* REQUIRED WORK
Arrange the rows below as a numbered list, from the line containing "Annotation task — mark the horse's head" down to the line containing "<point>344,582</point>", with both of those lines included and any blank lines left out.

* AVAILABLE RECORDS
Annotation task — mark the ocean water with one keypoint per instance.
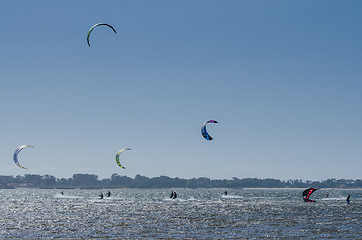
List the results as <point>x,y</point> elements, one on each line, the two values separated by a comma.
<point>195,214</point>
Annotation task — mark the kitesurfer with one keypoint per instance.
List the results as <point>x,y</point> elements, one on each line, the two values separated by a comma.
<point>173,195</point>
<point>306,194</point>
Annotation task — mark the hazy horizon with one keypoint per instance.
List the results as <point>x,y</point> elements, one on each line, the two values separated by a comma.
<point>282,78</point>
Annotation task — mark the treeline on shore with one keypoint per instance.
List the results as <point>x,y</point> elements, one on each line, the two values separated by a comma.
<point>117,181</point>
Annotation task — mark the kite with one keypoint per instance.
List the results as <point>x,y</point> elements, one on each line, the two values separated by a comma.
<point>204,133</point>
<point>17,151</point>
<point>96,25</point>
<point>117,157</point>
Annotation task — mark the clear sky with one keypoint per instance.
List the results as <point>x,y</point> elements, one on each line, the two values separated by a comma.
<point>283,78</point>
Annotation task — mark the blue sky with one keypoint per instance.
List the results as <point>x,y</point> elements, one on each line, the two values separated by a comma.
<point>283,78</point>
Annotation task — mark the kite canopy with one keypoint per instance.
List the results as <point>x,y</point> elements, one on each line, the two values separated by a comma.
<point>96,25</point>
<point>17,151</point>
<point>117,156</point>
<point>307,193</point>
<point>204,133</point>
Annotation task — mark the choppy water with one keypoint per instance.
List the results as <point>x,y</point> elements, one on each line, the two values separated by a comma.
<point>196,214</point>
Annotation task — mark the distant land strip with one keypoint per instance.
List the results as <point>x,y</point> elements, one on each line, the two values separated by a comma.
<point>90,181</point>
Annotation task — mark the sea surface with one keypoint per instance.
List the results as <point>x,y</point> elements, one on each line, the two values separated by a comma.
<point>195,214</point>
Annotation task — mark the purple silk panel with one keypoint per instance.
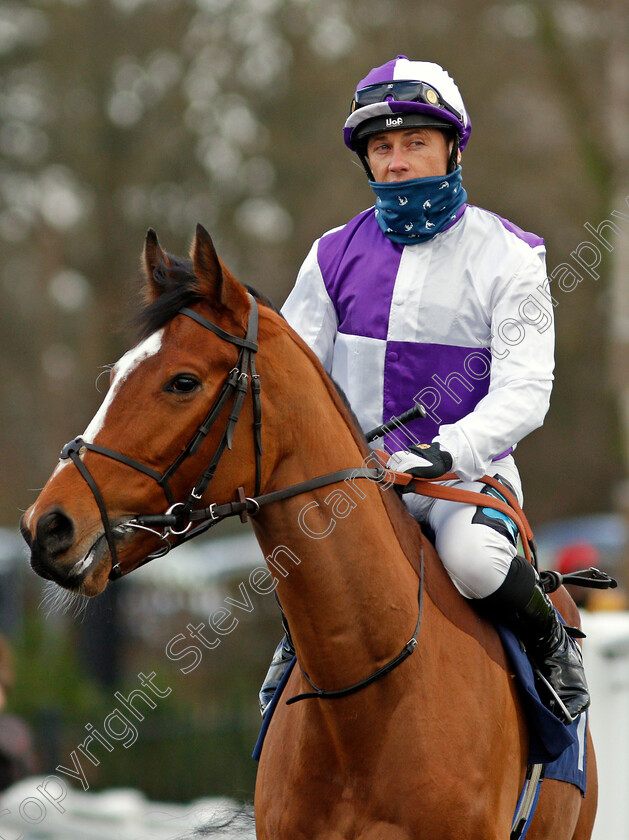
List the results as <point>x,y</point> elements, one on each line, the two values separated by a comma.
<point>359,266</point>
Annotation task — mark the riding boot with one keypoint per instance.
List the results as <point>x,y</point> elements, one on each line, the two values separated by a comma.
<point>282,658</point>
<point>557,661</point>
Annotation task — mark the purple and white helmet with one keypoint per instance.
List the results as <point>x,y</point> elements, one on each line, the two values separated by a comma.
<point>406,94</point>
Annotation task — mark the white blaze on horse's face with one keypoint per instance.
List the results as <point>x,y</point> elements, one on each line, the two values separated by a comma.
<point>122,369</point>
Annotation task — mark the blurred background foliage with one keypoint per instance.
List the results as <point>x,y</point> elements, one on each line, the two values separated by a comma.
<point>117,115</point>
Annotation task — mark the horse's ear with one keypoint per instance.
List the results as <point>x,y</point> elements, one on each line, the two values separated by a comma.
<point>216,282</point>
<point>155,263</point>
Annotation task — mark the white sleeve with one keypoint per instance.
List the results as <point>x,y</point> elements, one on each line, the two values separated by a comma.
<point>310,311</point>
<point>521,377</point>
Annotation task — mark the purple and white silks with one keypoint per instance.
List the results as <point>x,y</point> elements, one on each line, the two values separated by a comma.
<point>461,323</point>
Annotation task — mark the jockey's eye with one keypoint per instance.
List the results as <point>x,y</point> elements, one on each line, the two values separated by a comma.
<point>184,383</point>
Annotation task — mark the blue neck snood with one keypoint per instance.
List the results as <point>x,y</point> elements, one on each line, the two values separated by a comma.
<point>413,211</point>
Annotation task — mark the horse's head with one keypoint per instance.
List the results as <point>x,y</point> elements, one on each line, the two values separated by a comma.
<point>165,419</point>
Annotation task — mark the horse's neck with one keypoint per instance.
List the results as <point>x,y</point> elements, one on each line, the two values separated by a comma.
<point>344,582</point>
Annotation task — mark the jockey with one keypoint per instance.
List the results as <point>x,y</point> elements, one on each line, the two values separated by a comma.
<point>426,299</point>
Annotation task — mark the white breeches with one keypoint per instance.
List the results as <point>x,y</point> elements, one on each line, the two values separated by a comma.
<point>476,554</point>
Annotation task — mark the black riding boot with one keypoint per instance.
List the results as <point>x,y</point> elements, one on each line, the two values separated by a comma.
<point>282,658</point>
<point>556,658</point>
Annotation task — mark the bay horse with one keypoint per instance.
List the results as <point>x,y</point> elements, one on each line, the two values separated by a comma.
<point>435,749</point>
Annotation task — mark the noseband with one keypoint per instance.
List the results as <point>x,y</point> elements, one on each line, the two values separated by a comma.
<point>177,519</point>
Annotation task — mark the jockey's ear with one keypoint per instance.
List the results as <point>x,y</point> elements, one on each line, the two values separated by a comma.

* TASK SOLUTION
1. Annotation task — mark the horse's head with one keypoint per instance.
2. List the results as <point>x,y</point> elements, one on each line, the two values separated by a comma.
3. <point>165,419</point>
4. Annotation task — mark the horse's neck with one keypoint per instance.
5. List the results as <point>x,y</point> elements, one on each line, the two values separated by a comma.
6. <point>344,582</point>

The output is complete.